**Requirement:** Please report how many lines below contain "rough", writing nothing except the number.

**Records provided:**

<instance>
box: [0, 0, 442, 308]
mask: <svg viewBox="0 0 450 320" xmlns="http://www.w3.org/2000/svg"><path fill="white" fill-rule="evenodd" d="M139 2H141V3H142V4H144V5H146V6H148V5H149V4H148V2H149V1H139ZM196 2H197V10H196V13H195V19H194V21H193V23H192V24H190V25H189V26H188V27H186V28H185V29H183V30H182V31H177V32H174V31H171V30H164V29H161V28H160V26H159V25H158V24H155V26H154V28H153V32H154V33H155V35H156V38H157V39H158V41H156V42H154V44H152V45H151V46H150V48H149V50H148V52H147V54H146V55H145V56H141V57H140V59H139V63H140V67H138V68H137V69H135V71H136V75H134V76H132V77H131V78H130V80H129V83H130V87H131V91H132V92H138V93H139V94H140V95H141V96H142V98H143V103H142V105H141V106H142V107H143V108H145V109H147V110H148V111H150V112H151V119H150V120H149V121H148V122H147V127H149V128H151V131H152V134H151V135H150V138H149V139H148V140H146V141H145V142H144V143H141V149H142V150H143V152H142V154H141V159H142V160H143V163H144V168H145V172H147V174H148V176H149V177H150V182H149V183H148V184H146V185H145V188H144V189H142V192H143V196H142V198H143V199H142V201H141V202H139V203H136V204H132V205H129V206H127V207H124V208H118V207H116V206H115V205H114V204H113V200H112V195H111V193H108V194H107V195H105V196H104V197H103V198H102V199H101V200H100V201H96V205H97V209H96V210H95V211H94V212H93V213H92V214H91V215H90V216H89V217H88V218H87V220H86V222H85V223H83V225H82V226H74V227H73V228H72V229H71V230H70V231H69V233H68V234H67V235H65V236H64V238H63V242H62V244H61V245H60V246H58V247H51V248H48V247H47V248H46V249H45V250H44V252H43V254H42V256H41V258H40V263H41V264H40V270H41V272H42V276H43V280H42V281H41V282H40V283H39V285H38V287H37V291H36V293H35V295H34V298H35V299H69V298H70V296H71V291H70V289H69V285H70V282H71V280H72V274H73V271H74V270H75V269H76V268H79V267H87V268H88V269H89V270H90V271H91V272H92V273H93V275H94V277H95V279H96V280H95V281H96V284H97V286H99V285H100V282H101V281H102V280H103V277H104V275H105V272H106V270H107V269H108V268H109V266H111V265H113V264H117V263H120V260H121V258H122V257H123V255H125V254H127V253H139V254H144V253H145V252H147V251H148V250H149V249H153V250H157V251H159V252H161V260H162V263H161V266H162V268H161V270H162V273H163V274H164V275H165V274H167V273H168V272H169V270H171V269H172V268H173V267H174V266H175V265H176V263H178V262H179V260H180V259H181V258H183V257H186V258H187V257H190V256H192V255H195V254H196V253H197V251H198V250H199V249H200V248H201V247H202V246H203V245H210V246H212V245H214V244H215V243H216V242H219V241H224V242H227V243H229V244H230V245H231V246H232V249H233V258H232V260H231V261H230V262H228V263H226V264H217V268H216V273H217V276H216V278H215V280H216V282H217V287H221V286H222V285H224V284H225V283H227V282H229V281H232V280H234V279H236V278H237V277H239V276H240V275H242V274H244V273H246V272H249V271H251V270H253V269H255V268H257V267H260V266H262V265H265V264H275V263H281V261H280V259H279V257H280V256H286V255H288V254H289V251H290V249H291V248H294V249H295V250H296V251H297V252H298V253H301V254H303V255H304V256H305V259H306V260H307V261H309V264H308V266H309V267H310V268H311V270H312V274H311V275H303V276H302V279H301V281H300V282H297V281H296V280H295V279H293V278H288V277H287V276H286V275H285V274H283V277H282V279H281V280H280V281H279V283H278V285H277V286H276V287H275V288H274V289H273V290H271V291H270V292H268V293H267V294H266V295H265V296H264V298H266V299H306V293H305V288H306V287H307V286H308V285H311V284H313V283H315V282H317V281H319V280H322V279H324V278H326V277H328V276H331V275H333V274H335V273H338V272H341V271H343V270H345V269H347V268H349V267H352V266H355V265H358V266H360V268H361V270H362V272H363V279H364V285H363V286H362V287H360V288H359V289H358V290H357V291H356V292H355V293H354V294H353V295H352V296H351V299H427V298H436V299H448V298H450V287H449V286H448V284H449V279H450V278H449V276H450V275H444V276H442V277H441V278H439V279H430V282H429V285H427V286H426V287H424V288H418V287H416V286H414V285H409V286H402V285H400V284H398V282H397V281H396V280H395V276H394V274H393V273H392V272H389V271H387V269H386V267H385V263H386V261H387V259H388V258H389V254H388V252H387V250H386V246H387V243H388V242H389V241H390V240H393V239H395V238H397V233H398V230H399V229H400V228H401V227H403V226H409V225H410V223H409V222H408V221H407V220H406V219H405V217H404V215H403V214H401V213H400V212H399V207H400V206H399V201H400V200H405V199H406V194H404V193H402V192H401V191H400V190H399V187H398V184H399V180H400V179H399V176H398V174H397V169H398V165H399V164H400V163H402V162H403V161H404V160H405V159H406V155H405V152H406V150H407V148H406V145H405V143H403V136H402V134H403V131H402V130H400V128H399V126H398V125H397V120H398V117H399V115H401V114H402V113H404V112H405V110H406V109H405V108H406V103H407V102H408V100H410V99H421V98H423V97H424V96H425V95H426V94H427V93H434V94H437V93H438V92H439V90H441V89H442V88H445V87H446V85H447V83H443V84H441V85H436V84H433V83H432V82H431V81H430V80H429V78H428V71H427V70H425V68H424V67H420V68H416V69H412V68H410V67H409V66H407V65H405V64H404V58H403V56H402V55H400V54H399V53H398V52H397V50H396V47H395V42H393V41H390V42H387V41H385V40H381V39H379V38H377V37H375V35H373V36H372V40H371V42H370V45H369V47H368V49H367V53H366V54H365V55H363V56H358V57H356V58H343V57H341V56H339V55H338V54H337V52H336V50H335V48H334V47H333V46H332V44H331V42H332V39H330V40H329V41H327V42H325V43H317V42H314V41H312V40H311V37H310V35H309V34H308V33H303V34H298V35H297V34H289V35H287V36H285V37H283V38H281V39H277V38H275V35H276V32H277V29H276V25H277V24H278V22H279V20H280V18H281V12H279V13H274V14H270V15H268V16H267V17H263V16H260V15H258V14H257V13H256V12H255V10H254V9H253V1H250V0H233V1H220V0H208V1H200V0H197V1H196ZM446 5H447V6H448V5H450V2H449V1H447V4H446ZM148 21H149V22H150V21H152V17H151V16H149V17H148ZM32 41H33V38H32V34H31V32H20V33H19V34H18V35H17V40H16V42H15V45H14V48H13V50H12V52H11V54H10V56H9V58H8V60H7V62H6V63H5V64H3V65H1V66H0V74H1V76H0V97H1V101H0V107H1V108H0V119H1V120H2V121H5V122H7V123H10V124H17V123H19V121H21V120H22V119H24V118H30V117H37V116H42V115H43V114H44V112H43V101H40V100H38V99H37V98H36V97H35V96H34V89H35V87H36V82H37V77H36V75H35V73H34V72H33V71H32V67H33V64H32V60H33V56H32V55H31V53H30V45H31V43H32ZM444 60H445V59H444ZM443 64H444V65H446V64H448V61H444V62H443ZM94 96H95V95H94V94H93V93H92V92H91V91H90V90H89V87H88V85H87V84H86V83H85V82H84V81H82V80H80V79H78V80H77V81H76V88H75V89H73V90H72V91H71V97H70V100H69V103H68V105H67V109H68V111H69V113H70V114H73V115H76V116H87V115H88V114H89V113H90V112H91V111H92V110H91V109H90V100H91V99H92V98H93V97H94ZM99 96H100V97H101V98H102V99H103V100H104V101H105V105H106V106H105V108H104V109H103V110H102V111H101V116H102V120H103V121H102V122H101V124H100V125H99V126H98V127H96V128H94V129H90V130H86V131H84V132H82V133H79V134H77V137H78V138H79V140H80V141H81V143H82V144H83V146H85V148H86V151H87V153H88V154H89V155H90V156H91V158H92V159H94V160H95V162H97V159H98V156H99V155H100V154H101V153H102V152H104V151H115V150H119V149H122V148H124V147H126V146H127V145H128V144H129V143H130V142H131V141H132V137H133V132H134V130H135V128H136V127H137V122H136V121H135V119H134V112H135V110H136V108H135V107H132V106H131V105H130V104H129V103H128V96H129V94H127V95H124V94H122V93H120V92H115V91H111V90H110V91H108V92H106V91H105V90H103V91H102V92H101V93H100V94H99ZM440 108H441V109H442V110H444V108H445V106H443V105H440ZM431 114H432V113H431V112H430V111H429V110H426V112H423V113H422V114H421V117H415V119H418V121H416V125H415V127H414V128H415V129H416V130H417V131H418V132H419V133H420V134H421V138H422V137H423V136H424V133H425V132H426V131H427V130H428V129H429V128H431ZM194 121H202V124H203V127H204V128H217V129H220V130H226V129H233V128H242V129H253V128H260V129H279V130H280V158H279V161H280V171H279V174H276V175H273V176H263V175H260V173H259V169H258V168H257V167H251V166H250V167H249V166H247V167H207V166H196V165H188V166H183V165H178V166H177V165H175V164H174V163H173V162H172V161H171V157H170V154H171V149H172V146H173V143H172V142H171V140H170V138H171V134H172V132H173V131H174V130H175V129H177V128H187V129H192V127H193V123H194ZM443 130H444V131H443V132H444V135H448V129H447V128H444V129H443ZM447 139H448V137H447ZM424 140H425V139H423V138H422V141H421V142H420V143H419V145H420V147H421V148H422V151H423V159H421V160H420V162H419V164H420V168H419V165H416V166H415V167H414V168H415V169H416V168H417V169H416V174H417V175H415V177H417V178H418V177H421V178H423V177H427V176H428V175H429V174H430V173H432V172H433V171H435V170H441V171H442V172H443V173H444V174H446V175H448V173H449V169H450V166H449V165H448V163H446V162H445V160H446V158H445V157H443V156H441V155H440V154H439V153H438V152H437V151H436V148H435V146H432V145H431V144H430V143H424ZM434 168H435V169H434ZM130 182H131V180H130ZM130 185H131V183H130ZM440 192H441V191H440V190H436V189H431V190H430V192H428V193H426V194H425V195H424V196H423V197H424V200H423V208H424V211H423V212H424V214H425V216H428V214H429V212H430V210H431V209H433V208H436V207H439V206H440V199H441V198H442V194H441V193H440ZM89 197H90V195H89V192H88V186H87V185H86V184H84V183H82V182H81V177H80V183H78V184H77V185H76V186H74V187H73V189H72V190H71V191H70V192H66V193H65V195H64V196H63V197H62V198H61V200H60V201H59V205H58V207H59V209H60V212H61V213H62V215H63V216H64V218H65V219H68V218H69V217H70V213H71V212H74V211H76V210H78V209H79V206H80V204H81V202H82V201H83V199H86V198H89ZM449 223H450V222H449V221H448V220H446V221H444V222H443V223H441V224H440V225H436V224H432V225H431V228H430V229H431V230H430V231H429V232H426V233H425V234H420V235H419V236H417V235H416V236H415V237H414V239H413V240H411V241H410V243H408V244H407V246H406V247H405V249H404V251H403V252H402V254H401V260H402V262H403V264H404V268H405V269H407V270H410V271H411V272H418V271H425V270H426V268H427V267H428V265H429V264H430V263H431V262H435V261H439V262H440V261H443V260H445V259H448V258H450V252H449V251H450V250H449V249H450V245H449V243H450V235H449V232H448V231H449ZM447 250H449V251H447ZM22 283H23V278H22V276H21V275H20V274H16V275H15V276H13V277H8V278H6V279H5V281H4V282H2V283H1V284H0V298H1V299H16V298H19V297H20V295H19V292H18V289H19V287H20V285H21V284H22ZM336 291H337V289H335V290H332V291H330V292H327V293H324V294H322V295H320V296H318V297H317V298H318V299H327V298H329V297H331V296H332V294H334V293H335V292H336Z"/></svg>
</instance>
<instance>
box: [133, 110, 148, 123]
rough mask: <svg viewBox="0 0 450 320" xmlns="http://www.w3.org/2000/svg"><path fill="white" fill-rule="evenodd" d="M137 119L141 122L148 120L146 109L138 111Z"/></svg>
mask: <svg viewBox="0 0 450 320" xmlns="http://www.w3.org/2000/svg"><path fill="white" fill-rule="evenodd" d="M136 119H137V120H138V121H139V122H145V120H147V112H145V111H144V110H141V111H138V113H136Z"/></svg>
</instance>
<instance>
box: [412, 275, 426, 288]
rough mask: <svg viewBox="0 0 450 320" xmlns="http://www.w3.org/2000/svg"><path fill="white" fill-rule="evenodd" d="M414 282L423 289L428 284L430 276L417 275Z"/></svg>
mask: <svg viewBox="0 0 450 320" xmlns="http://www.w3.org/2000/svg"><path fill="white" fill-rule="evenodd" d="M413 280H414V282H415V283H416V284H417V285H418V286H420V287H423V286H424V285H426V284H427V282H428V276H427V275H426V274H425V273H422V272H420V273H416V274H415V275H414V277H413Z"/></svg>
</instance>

**Task result:** 2